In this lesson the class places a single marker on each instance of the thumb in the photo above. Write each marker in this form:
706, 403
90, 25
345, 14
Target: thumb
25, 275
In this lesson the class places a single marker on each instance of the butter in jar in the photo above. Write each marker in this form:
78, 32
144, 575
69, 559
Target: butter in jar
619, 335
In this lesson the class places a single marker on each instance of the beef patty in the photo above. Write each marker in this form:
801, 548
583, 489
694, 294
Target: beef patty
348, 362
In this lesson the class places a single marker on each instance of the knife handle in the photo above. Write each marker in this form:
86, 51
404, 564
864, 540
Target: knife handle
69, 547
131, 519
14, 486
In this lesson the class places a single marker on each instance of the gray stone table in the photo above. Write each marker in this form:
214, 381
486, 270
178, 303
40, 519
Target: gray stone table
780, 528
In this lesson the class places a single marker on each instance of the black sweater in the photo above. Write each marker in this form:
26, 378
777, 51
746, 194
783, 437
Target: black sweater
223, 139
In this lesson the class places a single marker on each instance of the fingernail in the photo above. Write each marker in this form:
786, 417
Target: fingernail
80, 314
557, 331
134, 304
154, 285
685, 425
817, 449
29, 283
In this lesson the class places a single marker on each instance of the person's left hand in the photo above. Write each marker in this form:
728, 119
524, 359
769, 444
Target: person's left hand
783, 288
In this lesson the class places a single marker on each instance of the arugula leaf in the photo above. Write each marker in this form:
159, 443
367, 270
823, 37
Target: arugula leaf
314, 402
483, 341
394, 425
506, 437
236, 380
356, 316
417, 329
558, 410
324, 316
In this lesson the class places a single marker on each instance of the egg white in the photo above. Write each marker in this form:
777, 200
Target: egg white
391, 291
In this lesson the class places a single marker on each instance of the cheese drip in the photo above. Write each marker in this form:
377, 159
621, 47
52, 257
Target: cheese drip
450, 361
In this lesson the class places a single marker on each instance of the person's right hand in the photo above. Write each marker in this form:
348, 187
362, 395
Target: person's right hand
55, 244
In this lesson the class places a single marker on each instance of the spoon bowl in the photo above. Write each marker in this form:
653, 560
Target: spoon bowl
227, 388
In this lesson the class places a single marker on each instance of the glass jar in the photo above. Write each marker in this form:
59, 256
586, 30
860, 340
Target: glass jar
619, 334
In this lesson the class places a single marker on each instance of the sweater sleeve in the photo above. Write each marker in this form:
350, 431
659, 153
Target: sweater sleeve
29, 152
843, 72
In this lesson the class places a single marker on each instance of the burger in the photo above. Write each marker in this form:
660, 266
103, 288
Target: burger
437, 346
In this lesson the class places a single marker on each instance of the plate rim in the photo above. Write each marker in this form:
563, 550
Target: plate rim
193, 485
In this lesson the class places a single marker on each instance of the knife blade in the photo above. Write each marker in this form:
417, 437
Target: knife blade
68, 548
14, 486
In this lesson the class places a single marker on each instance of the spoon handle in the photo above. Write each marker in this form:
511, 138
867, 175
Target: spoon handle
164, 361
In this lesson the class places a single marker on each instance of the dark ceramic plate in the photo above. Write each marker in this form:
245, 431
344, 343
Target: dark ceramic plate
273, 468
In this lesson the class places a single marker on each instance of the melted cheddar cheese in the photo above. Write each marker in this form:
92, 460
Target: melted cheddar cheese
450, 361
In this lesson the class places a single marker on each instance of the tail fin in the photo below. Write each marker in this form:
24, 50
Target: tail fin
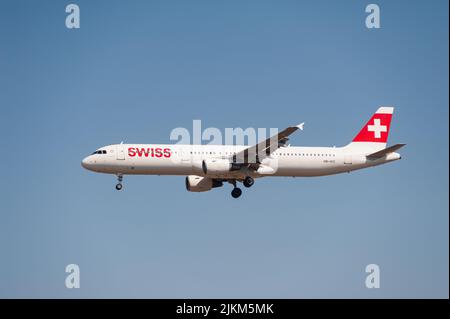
375, 133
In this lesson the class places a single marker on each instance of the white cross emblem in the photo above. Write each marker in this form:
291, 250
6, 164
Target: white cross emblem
377, 128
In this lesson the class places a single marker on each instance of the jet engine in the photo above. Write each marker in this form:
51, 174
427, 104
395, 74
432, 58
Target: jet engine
196, 183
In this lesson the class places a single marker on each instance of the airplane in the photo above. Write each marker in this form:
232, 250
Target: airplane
210, 166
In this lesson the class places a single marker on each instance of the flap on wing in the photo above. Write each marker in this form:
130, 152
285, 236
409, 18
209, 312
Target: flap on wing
385, 151
254, 153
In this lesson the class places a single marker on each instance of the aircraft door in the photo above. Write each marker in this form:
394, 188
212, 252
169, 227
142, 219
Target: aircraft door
120, 151
348, 159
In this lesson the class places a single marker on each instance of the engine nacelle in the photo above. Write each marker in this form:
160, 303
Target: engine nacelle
196, 183
216, 166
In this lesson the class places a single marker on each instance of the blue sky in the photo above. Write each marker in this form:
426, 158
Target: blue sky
137, 69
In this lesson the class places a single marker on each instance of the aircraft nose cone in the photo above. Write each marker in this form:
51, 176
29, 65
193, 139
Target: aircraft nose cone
86, 163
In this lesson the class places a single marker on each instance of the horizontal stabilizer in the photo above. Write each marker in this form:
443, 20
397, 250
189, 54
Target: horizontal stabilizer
385, 151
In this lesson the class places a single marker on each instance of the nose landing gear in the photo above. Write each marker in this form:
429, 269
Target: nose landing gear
119, 184
248, 182
236, 192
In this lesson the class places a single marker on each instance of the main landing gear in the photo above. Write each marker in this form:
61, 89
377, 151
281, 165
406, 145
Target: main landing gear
119, 184
237, 192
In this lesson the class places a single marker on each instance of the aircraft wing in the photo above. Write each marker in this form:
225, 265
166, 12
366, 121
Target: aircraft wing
253, 154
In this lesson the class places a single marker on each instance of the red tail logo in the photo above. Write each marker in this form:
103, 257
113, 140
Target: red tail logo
377, 128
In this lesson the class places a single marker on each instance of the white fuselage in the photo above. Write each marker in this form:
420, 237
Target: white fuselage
165, 159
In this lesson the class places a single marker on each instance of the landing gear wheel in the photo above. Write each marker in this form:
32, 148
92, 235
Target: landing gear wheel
248, 181
236, 192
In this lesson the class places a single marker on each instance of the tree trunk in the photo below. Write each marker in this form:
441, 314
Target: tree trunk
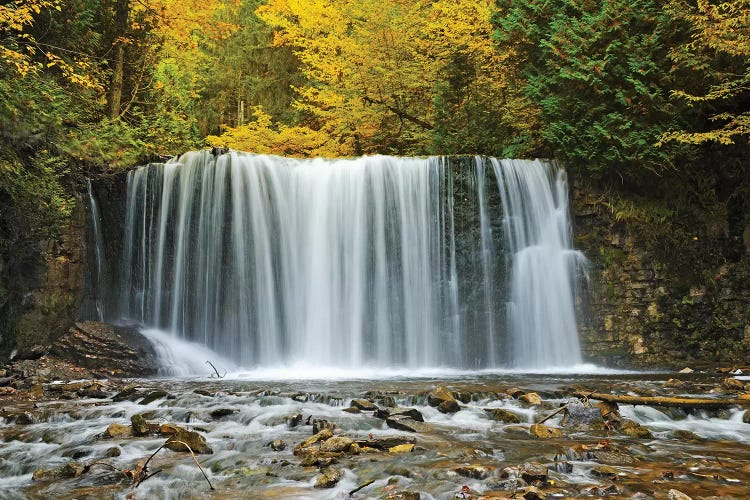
122, 9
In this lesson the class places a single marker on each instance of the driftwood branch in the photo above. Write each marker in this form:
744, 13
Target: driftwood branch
704, 403
194, 460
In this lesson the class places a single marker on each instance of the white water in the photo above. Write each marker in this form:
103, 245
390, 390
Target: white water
98, 276
358, 263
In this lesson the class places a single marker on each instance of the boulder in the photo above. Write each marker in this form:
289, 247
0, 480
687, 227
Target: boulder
329, 477
440, 395
114, 350
118, 431
195, 441
336, 444
531, 398
541, 431
364, 405
501, 415
472, 471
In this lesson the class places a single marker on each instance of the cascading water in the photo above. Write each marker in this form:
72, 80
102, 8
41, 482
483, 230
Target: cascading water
376, 261
98, 273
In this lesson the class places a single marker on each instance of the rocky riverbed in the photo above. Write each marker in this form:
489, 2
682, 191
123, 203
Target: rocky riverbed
67, 432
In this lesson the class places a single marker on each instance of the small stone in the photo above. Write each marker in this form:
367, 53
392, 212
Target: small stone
501, 415
118, 431
412, 413
604, 472
71, 469
153, 396
541, 431
114, 451
534, 493
319, 424
364, 405
277, 445
195, 441
733, 384
684, 435
449, 406
531, 398
677, 495
472, 471
328, 478
321, 436
440, 395
401, 448
222, 412
336, 444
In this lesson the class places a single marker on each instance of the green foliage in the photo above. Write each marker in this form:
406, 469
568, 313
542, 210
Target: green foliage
600, 74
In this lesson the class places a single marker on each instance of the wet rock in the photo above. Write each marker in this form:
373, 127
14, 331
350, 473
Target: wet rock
684, 435
531, 398
404, 495
118, 431
195, 441
677, 495
534, 493
440, 395
449, 407
364, 405
129, 393
401, 448
541, 431
402, 423
501, 415
115, 350
222, 412
412, 413
472, 471
336, 444
307, 443
321, 424
277, 445
386, 443
66, 471
329, 477
294, 420
635, 430
607, 408
535, 474
153, 396
603, 471
141, 427
733, 384
114, 451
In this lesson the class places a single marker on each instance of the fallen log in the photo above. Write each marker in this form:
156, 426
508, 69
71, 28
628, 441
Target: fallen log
697, 403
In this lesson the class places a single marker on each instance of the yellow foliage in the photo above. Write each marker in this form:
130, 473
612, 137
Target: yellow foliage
373, 66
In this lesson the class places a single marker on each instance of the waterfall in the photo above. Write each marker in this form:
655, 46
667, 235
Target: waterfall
98, 276
379, 261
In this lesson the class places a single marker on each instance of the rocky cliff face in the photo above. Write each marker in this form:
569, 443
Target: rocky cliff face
46, 291
663, 291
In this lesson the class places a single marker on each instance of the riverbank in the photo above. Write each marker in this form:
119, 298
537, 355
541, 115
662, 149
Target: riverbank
70, 434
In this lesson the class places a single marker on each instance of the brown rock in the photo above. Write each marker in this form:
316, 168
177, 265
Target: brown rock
117, 431
541, 431
183, 437
531, 398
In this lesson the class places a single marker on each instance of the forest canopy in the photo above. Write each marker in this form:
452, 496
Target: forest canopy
621, 90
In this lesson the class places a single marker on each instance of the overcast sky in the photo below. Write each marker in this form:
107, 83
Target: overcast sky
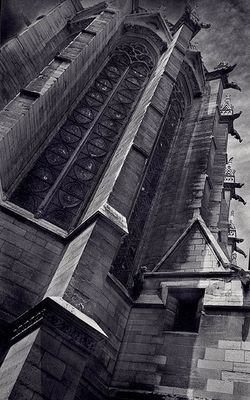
228, 40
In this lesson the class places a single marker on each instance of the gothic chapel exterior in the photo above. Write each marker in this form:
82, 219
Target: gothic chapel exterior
119, 277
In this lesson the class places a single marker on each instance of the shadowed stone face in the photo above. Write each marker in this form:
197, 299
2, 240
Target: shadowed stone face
17, 15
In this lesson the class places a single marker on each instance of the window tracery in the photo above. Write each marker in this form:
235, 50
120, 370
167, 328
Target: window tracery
62, 179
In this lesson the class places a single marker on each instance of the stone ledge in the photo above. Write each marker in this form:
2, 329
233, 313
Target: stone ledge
65, 319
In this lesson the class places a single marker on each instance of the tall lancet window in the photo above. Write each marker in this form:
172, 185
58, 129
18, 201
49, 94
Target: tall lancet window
63, 178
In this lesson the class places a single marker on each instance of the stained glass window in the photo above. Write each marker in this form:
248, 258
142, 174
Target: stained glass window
60, 183
123, 266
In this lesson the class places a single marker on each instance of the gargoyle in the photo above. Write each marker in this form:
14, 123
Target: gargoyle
138, 282
240, 251
236, 135
239, 198
225, 66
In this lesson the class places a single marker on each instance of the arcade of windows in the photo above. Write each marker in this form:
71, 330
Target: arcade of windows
60, 183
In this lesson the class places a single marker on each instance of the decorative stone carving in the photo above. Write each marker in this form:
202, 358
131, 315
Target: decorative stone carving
233, 85
191, 19
234, 258
225, 66
27, 325
124, 262
229, 170
240, 251
146, 32
227, 107
236, 135
59, 185
232, 228
239, 198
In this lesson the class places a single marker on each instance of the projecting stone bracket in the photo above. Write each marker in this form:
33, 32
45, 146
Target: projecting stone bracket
222, 72
190, 19
63, 318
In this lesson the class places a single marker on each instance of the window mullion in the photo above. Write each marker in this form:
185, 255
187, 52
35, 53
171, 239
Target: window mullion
46, 200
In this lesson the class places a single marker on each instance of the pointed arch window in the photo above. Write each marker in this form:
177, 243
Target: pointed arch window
124, 264
59, 185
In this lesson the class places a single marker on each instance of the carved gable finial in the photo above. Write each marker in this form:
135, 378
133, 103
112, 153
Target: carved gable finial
229, 170
232, 228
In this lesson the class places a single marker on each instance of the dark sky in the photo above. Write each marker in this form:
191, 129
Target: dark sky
228, 40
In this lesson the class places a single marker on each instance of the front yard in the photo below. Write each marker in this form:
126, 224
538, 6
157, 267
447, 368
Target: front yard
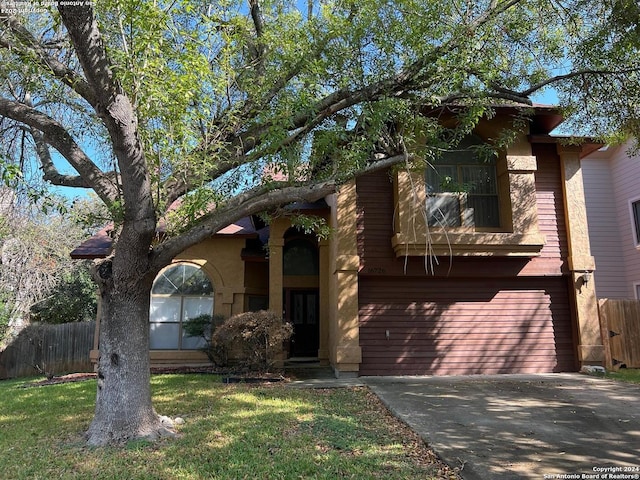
230, 432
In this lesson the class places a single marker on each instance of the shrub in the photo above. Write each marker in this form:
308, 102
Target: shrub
201, 327
257, 336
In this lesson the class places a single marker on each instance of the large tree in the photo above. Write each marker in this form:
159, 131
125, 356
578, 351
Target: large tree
230, 108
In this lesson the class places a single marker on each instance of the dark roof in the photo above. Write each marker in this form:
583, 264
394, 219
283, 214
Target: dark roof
100, 244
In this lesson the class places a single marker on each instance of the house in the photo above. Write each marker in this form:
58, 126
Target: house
415, 279
612, 195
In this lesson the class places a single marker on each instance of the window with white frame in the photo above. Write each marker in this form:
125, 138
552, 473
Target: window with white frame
635, 220
462, 188
179, 293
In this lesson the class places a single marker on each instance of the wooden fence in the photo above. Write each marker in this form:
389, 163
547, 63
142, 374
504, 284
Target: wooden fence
620, 324
54, 349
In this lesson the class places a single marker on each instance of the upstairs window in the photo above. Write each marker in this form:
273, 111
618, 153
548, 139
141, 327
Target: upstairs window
179, 293
461, 188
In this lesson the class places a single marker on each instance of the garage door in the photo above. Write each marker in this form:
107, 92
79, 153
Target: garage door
452, 326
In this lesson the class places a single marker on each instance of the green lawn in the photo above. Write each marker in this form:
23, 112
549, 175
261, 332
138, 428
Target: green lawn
230, 432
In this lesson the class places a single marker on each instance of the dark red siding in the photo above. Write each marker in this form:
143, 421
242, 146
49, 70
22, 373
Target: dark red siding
465, 315
464, 326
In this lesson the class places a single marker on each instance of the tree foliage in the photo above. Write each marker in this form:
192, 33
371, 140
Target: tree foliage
36, 272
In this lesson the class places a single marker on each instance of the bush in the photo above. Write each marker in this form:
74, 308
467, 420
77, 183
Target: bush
73, 299
201, 327
258, 336
253, 339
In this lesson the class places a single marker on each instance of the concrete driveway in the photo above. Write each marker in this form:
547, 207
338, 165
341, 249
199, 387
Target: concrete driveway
522, 426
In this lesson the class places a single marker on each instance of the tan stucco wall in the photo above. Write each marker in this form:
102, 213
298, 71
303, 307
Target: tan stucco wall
221, 259
580, 261
345, 353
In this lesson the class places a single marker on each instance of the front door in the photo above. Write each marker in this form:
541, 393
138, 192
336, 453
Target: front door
302, 310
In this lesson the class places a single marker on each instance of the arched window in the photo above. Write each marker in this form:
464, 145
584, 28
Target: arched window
180, 292
300, 257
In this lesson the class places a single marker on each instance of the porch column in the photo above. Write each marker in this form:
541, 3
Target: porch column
580, 262
346, 354
324, 274
275, 274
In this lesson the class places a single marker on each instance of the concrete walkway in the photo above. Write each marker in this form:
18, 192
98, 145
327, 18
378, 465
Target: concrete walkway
522, 426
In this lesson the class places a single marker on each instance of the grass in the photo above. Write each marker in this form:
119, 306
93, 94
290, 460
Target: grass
230, 432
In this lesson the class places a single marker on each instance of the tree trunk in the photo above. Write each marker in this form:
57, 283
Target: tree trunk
123, 403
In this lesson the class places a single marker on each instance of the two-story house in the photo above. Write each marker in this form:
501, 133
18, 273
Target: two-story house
416, 278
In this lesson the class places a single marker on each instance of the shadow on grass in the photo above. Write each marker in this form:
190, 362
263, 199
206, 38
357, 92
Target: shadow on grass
230, 432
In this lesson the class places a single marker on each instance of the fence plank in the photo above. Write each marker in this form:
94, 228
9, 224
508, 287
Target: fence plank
55, 349
620, 323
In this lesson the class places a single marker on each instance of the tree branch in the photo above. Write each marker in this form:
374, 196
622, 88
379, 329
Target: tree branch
115, 110
248, 203
32, 48
57, 136
50, 172
577, 73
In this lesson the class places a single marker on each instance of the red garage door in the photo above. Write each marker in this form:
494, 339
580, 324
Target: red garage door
450, 326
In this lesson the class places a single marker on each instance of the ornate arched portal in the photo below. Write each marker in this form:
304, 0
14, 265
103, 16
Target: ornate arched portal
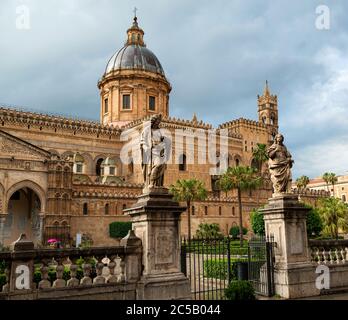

■ **Task item**
Pull every line with the word "below" from the data.

■ **Result for this task**
In this lesson the class places a single marker on each instance of the tail fin in the photo below. Write each marker in this form:
In this lesson the class places a single marker on each instance of the tree trunk in the photo below. Write each marker in this form:
In this lesson the class places a single marker on each instance of the overcast sky in the photo below. Write each marker in this form:
In this lesson the class places a single marker on each instance of the front yard in the photo below. Write each marker in this form:
In this lesson the class places a single marker on each instance of the ornate arched portal in the photo below. Write each marker in this form:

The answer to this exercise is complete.